*Set exercise*. Repeat precisely, and only, the lines between the line containing "spot on horse's" and the end of the listing below, both ends included.

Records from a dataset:
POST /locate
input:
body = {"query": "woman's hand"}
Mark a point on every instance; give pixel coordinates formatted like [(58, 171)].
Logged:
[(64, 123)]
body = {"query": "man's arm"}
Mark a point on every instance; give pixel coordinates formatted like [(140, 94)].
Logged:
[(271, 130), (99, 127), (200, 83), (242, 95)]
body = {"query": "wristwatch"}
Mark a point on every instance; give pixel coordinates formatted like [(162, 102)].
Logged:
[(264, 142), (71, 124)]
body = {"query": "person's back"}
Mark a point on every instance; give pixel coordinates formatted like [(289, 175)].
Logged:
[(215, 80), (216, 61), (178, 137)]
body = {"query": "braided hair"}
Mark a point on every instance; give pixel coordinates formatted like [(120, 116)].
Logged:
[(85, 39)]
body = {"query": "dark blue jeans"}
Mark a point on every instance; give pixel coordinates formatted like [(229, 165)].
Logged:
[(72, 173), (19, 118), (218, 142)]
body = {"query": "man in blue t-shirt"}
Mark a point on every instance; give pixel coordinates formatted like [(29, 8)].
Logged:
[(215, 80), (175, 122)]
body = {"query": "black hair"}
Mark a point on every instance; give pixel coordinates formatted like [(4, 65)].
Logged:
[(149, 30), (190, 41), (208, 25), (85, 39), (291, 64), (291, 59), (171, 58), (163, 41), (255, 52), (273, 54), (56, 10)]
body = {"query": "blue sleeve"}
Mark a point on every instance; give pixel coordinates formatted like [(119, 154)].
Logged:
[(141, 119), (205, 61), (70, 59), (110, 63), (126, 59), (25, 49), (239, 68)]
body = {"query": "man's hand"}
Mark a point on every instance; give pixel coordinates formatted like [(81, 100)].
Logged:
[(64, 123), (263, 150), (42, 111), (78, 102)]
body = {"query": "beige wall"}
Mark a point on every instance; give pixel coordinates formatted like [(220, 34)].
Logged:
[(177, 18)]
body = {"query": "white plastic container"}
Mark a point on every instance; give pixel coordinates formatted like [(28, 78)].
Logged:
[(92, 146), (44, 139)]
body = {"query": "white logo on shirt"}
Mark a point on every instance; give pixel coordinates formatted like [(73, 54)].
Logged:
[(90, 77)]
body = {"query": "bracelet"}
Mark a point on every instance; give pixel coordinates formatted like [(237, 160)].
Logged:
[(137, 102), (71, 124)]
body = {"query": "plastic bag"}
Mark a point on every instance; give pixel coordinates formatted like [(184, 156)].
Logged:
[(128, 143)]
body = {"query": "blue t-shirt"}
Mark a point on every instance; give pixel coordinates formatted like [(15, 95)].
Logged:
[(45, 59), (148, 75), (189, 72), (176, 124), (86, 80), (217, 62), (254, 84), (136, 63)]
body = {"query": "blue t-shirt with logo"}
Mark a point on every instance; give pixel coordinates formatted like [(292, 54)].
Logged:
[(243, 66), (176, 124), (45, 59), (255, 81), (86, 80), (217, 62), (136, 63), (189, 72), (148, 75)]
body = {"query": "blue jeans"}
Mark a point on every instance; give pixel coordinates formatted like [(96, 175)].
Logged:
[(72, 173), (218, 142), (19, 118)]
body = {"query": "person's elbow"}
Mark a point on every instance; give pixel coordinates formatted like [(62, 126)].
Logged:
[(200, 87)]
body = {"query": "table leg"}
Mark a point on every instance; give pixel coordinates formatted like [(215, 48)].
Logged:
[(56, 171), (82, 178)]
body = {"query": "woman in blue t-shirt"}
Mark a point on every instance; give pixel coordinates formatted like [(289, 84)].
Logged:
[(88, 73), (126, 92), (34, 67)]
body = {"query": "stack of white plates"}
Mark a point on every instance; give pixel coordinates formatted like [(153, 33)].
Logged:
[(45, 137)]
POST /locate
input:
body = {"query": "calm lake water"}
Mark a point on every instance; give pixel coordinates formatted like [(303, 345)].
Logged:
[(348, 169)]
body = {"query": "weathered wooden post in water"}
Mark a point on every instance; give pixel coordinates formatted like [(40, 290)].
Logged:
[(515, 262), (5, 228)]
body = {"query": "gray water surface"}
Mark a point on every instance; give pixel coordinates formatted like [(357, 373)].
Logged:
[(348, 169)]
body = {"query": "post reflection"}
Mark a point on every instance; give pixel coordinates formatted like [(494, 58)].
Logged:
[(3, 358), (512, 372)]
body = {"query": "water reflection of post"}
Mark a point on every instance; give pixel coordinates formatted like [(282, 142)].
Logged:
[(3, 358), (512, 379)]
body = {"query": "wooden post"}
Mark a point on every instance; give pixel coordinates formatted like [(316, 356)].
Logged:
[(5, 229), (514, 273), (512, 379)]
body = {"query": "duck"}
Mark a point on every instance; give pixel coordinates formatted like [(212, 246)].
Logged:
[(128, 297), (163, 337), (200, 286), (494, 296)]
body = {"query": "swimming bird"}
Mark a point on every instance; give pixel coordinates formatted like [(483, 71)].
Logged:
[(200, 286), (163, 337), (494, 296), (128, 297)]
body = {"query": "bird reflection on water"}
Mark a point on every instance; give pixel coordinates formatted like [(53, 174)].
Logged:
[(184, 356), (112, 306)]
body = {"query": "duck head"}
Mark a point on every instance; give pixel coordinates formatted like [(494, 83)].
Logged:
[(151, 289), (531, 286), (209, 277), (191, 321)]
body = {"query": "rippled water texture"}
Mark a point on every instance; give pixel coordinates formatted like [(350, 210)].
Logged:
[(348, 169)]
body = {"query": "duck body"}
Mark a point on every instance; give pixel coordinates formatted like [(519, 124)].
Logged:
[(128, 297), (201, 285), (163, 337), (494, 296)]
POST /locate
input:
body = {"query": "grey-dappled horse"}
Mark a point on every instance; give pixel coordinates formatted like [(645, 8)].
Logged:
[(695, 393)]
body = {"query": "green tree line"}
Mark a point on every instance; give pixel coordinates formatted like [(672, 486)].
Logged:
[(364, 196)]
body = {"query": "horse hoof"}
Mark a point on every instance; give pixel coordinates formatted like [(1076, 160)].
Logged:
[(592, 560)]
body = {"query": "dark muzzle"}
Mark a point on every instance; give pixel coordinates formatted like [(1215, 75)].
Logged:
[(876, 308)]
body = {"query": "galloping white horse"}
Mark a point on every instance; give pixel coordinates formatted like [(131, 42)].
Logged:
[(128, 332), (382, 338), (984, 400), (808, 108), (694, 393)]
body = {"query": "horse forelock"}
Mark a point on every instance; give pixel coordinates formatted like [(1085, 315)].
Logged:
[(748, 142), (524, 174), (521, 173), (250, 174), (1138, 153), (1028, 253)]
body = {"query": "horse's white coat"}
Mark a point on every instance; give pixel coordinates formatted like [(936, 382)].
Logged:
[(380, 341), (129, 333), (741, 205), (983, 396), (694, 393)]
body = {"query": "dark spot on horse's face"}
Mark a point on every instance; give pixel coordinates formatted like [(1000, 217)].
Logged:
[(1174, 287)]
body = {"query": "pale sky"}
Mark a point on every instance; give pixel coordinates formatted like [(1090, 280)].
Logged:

*Response for this exercise*.
body = {"query": "dark spot on horse's face"}
Mark a point on every instance; give pixel coordinates formatted like [(1000, 217)].
Logged:
[(1174, 287)]
body = {"query": "pale sky"}
Mark a point on every instance; give pixel coordinates formatted like [(1090, 280)].
Logged:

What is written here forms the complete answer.